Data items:

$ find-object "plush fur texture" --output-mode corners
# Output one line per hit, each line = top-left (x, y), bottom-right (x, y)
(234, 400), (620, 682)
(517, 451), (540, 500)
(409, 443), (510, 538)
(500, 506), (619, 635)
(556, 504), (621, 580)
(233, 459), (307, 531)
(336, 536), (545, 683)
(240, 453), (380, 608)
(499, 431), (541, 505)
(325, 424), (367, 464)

Try it: Look above for the line containing "# Output one". Return it and each line after it exactly, through the last line, and nothing more.

Result for this task:
# Output one line per hit, each line = top-left (x, y), bottom-right (x, y)
(234, 400), (620, 682)
(517, 451), (540, 500)
(409, 443), (510, 538)
(500, 506), (619, 635)
(556, 504), (621, 580)
(233, 459), (307, 531)
(336, 536), (545, 683)
(240, 453), (380, 608)
(499, 431), (541, 505)
(325, 424), (367, 464)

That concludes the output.